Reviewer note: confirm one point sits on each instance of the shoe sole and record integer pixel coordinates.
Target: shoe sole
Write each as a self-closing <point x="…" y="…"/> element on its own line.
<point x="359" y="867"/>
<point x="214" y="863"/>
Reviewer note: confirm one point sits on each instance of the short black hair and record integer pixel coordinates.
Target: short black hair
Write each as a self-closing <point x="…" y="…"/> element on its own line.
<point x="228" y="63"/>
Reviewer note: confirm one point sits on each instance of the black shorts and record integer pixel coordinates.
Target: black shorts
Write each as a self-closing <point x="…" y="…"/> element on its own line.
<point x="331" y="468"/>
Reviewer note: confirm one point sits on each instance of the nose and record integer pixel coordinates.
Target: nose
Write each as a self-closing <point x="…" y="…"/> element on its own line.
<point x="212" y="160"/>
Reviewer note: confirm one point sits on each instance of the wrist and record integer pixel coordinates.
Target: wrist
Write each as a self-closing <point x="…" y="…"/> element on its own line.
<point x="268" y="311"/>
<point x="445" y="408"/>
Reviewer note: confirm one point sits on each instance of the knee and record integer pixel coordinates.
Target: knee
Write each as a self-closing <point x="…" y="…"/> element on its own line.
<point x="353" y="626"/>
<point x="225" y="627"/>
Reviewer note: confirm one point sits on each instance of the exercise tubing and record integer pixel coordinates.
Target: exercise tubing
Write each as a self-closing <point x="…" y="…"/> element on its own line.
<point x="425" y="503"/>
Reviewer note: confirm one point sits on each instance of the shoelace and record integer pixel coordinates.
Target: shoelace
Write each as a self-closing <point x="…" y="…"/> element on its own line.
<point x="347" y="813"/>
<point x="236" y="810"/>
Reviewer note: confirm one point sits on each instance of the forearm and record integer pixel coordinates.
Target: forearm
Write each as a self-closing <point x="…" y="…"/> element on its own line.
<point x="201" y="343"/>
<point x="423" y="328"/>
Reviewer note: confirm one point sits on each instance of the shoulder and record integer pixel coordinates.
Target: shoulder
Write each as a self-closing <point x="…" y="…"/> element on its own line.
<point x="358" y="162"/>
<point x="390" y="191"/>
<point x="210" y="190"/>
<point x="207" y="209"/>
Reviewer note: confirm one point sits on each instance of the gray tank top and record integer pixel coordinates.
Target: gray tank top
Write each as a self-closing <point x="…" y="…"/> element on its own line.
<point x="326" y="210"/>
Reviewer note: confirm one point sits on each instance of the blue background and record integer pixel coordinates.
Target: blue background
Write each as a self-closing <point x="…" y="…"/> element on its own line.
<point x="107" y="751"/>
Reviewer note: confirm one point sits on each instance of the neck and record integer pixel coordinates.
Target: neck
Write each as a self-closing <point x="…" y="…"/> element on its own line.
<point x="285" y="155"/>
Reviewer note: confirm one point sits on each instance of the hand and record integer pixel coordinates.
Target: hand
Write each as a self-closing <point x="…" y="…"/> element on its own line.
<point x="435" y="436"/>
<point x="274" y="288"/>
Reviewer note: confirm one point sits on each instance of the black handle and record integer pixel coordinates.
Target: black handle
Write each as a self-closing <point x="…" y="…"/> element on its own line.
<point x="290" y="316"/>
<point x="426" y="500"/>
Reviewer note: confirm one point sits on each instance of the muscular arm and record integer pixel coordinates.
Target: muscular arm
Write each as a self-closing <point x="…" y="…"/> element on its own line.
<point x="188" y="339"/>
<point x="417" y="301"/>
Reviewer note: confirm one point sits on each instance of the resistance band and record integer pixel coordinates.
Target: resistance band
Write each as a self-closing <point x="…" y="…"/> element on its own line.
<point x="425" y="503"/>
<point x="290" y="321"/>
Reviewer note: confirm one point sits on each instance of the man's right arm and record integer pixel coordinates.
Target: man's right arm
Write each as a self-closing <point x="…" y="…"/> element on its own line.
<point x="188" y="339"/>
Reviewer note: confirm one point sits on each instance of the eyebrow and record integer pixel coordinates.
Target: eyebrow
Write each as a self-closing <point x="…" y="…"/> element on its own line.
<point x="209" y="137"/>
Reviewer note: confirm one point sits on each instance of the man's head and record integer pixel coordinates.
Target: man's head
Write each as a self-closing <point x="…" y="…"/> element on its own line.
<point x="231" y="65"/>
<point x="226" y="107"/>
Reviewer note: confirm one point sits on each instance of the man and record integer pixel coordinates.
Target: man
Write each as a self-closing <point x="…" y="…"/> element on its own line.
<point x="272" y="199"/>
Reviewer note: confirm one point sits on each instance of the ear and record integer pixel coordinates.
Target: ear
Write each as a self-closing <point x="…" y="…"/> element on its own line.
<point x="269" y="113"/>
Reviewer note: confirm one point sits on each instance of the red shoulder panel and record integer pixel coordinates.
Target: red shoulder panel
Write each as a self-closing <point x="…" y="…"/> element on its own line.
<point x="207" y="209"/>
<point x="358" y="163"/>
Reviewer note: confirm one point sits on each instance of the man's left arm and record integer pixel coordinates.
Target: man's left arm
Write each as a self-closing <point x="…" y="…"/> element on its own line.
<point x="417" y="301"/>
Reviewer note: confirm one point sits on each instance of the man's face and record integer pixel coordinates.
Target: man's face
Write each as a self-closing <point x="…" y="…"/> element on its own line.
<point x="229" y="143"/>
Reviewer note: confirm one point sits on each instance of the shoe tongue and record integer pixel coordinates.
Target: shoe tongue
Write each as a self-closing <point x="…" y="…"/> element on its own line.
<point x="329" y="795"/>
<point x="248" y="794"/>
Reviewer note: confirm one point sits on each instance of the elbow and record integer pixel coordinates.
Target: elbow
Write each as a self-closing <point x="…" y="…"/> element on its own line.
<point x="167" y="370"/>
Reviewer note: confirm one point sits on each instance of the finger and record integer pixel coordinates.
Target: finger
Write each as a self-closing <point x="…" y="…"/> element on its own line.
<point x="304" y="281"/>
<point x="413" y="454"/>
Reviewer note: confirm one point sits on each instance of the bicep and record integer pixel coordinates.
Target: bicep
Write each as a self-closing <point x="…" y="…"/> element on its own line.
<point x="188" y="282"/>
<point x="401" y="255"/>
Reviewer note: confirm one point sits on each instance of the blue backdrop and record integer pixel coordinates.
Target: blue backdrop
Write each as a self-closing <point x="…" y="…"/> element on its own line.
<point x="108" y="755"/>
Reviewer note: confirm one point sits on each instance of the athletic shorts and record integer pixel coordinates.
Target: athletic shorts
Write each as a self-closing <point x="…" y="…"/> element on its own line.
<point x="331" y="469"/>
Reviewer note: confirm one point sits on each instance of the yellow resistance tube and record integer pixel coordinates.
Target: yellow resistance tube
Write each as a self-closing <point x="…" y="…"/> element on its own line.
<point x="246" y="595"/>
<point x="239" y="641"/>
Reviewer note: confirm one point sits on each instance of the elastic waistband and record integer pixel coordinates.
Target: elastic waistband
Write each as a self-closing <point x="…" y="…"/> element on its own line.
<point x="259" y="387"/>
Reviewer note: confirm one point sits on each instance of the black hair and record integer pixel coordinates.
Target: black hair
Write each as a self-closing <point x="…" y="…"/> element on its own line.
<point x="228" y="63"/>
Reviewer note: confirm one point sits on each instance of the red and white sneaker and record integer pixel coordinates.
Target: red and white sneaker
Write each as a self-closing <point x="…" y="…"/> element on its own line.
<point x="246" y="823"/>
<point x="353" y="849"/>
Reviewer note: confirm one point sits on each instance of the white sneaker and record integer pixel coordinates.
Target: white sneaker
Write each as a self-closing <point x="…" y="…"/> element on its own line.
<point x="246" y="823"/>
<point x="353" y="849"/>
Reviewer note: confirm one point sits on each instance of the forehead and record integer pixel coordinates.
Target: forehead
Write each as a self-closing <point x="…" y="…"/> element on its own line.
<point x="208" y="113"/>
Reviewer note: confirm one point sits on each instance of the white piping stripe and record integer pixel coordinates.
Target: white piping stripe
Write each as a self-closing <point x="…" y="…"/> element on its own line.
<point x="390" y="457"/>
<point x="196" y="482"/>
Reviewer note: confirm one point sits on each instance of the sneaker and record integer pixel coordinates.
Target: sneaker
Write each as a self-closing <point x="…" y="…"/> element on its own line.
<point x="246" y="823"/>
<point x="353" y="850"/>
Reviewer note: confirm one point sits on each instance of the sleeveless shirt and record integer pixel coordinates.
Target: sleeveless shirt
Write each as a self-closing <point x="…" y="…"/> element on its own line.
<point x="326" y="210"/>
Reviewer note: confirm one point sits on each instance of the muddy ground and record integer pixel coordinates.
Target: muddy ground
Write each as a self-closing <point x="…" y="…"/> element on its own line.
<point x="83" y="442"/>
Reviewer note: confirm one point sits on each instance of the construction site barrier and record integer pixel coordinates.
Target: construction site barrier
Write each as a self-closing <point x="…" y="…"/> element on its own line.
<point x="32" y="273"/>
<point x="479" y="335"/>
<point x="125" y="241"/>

-*-*-

→ **Requirements**
Give the lines exactly as they stand, from the line with "the sneaker and record integer pixel coordinates." through the end of the material.

→ **Response below**
Reviewer note: confirm one point sits on each instance of the sneaker and record integer pixel coordinates.
Target: sneaker
Write each as a self-closing <point x="…" y="…"/> element on its own line.
<point x="246" y="823"/>
<point x="353" y="850"/>
Reviewer note: confirm one point sits on each instance of the sleeveless shirt and record integer pixel coordinates.
Target: sleeveless shirt
Write each as a self-closing <point x="…" y="…"/> element on its own line.
<point x="326" y="210"/>
Reviewer note: confirm one point sits on each instance of the muddy ground and record integer pixel coordinates.
Target: muddy ground
Write each as a self-closing <point x="…" y="…"/> element on its own line.
<point x="83" y="442"/>
Reviewer note: confirm one point sits on each instance of the construction site barrier and record integer pixel coordinates.
Target: construction site barrier
Write each as a self-closing <point x="…" y="…"/> element on its own line.
<point x="32" y="273"/>
<point x="479" y="335"/>
<point x="125" y="241"/>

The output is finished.